WHAT IS REQUIRED: Would you copy the entries that follow exactly, leaving out every picture?

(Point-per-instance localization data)
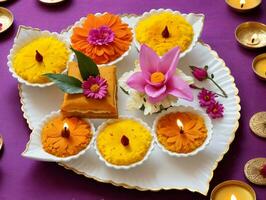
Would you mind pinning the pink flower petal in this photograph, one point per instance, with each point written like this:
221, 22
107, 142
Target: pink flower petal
168, 62
157, 99
149, 61
137, 82
153, 91
179, 88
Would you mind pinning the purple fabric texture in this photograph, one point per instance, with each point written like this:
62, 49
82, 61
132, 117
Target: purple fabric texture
21, 178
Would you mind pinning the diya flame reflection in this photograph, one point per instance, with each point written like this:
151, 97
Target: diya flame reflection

EXERCISE OUTPUT:
Would you mind pinning the pink flower petal in this photograph, one point per instance, with each point written like this:
221, 22
107, 142
Target: pink flower petal
168, 62
157, 99
149, 61
137, 82
153, 91
179, 88
Would you mind pinning the purple fabric texture in this photograph, one point per instance, with each point written like this:
62, 49
82, 61
132, 117
Target: purple fabric texture
21, 178
Would you mind pinning the diya flame reflection in this photograph, one point per instance, with each point written like this:
151, 97
Target: diya flame reflection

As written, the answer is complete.